(Record set):
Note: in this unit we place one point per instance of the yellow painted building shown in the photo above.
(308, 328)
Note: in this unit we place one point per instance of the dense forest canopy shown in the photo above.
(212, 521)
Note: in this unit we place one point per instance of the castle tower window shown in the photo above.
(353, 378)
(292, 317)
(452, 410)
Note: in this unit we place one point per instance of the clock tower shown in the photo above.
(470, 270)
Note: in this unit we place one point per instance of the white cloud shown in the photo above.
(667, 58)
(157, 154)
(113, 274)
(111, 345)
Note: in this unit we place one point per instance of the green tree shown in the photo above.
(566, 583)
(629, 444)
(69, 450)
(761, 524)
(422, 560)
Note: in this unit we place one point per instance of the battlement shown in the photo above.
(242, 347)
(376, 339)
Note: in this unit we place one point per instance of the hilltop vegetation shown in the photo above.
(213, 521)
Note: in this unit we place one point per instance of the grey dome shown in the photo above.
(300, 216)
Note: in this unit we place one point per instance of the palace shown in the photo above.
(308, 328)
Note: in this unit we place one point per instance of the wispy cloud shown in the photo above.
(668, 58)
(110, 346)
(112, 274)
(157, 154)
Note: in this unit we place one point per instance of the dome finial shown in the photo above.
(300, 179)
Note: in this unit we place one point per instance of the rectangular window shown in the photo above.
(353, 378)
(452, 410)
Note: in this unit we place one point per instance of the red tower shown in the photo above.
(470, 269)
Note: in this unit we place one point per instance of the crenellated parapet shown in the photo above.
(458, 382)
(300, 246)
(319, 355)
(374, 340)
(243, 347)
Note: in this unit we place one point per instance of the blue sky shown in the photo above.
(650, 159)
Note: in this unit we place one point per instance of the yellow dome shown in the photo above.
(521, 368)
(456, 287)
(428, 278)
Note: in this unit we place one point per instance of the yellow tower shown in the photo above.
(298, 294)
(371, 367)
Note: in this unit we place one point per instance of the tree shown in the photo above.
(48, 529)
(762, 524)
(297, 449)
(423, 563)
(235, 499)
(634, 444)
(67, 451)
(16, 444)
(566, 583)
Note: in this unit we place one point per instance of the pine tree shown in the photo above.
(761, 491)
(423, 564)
...
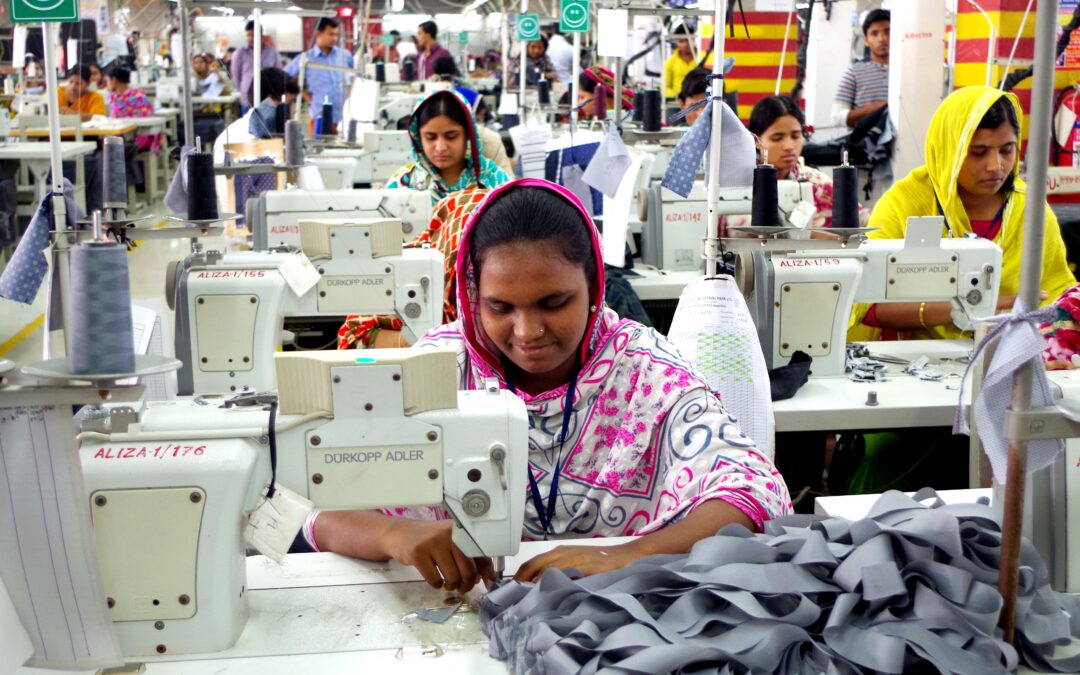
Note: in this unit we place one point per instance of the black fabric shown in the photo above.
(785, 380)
---
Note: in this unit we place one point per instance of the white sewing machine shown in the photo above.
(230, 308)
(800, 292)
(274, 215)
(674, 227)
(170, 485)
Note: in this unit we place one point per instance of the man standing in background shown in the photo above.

(Prompt): Retype only the stretch of lines above starting at the one with "machine shown in the photo above." and stopping at the one with "background shown in the photo above.", exactly as written, with both kept.

(Result below):
Note: in this unit we place one point per instance of the white sewing machine shown in the photo above.
(230, 308)
(800, 292)
(274, 215)
(674, 227)
(170, 485)
Note: in this unit we place one point per instance of the man standing in background shown in the photo above.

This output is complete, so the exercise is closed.